- [Natural language region descriptions]
---

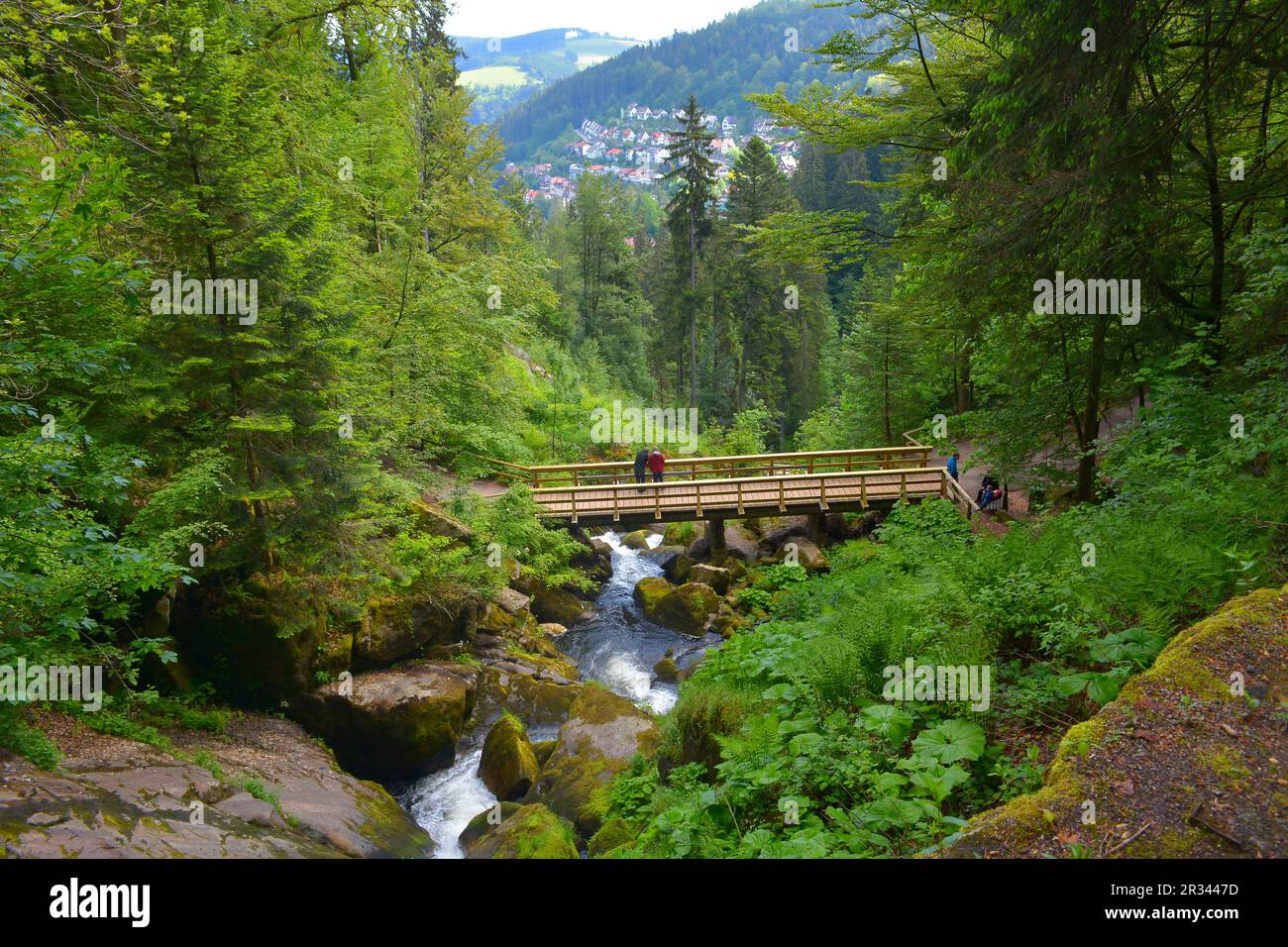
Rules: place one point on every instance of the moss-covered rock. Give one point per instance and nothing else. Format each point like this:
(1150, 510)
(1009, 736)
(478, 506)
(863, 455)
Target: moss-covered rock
(507, 766)
(559, 605)
(716, 578)
(531, 831)
(484, 822)
(683, 608)
(614, 834)
(679, 534)
(636, 539)
(597, 741)
(393, 724)
(1179, 764)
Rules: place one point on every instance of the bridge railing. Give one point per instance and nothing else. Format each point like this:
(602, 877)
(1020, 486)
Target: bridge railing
(722, 467)
(733, 497)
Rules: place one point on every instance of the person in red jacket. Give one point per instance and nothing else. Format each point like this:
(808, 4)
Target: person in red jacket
(656, 462)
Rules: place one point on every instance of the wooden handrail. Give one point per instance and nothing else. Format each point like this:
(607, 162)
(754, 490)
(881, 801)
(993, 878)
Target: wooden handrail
(748, 480)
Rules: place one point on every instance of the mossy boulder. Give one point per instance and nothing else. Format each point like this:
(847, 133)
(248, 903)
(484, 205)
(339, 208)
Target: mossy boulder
(636, 540)
(1179, 766)
(507, 766)
(677, 569)
(716, 578)
(597, 741)
(531, 831)
(393, 724)
(807, 554)
(683, 608)
(434, 521)
(679, 534)
(395, 628)
(559, 605)
(616, 834)
(484, 822)
(666, 669)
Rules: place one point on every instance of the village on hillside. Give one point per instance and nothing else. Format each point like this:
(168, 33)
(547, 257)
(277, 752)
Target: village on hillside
(635, 150)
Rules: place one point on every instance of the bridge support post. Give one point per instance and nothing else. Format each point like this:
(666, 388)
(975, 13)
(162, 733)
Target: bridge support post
(715, 535)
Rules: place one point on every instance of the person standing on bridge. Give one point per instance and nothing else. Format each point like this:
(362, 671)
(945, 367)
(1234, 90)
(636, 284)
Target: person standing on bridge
(656, 463)
(640, 466)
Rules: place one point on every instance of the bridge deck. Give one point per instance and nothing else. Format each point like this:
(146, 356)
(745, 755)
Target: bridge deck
(605, 493)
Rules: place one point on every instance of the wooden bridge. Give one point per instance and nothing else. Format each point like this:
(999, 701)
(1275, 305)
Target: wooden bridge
(733, 487)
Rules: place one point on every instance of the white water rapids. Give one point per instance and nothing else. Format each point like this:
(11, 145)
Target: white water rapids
(617, 647)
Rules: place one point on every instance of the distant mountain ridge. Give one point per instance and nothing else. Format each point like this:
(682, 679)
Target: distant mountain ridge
(505, 69)
(750, 51)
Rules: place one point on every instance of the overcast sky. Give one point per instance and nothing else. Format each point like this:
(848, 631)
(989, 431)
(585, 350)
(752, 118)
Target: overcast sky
(638, 20)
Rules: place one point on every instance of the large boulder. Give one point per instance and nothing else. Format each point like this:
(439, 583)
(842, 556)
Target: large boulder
(716, 578)
(531, 831)
(807, 554)
(776, 530)
(263, 789)
(683, 608)
(395, 628)
(507, 766)
(597, 741)
(393, 724)
(742, 543)
(636, 540)
(558, 604)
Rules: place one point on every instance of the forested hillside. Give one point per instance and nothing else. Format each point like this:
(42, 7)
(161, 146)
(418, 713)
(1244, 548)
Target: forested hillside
(303, 438)
(750, 51)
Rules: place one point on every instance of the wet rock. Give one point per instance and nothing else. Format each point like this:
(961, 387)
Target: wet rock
(683, 608)
(636, 540)
(559, 605)
(511, 600)
(115, 797)
(531, 831)
(434, 521)
(394, 724)
(603, 732)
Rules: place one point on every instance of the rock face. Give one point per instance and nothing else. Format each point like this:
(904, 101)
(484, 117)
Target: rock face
(742, 543)
(809, 556)
(559, 605)
(531, 831)
(716, 578)
(683, 608)
(1179, 767)
(115, 797)
(437, 522)
(636, 540)
(603, 732)
(395, 724)
(507, 766)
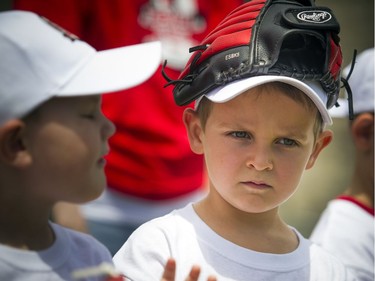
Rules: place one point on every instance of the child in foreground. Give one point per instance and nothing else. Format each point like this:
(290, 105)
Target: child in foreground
(262, 89)
(53, 140)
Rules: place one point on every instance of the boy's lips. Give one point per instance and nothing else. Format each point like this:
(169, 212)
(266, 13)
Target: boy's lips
(256, 184)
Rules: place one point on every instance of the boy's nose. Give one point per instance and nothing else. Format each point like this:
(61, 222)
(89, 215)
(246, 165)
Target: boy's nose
(260, 158)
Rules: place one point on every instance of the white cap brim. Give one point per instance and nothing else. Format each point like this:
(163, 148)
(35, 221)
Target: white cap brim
(311, 89)
(129, 66)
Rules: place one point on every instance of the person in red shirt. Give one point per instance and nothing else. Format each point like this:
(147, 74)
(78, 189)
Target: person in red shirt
(150, 168)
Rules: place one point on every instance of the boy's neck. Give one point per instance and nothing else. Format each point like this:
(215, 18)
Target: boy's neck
(24, 226)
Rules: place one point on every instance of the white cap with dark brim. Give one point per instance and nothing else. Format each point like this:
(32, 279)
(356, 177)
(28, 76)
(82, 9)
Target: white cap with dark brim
(39, 61)
(232, 90)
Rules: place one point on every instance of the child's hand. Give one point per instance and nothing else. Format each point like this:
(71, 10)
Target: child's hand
(170, 271)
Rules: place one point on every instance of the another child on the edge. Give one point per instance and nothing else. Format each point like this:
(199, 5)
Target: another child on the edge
(263, 82)
(346, 226)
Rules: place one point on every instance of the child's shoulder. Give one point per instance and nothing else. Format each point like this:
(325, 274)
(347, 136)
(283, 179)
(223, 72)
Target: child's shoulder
(78, 244)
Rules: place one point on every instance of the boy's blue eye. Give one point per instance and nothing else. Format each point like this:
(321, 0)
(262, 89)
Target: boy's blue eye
(240, 135)
(287, 142)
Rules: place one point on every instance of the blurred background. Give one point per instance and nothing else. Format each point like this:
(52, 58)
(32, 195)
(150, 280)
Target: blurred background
(333, 169)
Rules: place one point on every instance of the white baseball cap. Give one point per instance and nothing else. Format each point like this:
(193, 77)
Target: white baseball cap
(312, 89)
(39, 60)
(361, 84)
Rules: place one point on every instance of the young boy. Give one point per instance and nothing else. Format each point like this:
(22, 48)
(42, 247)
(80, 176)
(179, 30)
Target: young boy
(53, 140)
(259, 128)
(346, 227)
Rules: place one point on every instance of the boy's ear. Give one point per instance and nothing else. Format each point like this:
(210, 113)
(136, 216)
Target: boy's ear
(323, 140)
(194, 130)
(12, 148)
(362, 130)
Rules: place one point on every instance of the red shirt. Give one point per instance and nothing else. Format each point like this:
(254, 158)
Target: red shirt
(150, 155)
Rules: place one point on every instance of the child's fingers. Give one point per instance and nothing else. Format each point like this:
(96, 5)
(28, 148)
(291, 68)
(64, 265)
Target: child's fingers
(194, 273)
(169, 270)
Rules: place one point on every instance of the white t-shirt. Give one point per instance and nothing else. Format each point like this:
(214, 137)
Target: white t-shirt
(184, 236)
(347, 231)
(71, 251)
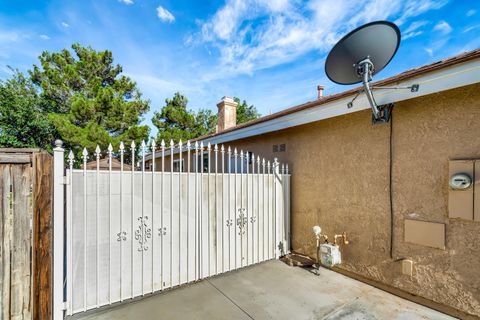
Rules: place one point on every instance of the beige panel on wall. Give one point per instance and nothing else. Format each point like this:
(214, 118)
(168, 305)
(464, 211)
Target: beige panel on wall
(460, 202)
(430, 234)
(476, 190)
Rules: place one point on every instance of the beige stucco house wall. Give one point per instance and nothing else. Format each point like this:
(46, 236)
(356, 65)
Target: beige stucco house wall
(341, 181)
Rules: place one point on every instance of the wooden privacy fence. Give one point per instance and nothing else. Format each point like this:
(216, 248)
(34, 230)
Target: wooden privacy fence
(25, 234)
(196, 212)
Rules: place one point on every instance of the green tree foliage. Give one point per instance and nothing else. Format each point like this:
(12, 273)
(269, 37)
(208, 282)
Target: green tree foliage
(245, 112)
(90, 101)
(175, 121)
(23, 121)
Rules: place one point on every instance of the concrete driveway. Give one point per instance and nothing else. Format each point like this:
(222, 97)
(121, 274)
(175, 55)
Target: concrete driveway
(271, 290)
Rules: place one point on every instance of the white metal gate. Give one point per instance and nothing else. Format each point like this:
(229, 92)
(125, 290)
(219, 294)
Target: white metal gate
(198, 212)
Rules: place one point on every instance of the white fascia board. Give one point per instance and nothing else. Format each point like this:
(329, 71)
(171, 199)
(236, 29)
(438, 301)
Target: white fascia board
(452, 77)
(444, 79)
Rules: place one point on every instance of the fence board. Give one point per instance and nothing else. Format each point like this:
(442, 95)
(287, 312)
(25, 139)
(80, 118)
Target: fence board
(42, 233)
(6, 233)
(20, 257)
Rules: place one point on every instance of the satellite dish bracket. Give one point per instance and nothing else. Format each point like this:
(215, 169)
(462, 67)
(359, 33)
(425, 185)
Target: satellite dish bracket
(365, 70)
(380, 114)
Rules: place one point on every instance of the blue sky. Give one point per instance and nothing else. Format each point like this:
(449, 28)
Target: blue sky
(269, 52)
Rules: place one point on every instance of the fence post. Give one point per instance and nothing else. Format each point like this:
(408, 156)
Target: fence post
(58, 230)
(278, 209)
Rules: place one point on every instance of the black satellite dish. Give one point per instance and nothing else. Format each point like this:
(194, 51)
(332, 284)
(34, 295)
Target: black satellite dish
(361, 54)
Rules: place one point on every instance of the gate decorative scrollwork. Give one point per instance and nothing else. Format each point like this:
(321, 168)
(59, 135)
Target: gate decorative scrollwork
(242, 220)
(143, 233)
(122, 236)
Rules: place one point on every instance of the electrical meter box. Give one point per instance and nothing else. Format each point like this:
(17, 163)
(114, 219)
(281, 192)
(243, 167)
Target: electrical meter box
(330, 255)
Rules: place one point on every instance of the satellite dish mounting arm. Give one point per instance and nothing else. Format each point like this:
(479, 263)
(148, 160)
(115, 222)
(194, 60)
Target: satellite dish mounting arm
(365, 70)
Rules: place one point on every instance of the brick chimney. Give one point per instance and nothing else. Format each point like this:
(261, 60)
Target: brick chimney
(227, 114)
(320, 91)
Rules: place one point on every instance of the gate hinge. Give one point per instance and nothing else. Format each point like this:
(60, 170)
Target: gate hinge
(66, 181)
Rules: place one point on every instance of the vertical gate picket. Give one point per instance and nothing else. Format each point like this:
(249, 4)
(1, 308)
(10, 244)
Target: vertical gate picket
(258, 208)
(236, 205)
(121, 234)
(179, 211)
(69, 232)
(152, 145)
(162, 229)
(229, 222)
(110, 149)
(188, 209)
(216, 213)
(197, 249)
(85, 157)
(132, 220)
(170, 223)
(208, 210)
(222, 151)
(97, 224)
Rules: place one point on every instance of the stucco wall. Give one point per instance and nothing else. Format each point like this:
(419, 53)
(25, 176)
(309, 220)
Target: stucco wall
(340, 181)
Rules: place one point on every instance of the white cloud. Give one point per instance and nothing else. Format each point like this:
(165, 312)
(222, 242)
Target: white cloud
(468, 29)
(415, 8)
(471, 12)
(412, 31)
(165, 15)
(412, 34)
(443, 27)
(415, 25)
(251, 35)
(9, 36)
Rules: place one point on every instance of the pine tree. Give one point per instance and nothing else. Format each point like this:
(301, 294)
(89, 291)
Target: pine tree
(90, 101)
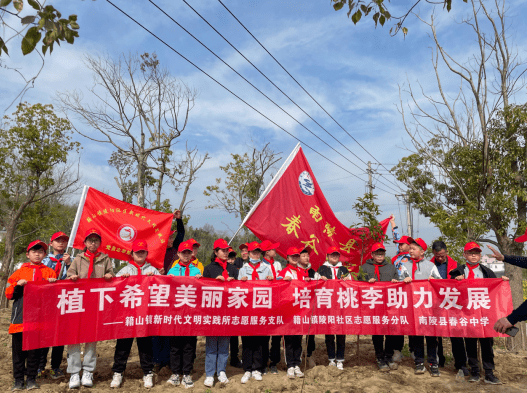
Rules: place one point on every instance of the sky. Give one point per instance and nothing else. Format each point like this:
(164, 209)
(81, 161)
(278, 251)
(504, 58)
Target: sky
(354, 72)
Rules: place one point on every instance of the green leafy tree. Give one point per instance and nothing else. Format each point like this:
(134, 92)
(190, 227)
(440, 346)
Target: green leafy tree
(35, 144)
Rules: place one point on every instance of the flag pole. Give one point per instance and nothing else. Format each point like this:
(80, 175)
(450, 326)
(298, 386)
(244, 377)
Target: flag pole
(269, 187)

---

- [What the task requires] Write out, exactly as they stand, the line with "Target: pine tree" and every line after it through the end of the entries above; omit the pictures.

- [Exercise response]
Target: pine tree
(90, 101)
Rules: place one point on every instance of the sky. Give one point per instance and nothing else. Format each point like this:
(164, 209)
(81, 161)
(278, 251)
(504, 58)
Target: sky
(354, 72)
Rules: place one point on every instance of the green leafy tree. Give one point per instance and nothing else. Format each point like this:
(134, 92)
(190, 227)
(440, 346)
Target: green leafy tree
(35, 144)
Rules: place one point on every instance of the flag pole. Give one point per instance and nothing else. Format each point like this:
(80, 175)
(450, 326)
(298, 386)
(244, 377)
Target: flag pole
(269, 187)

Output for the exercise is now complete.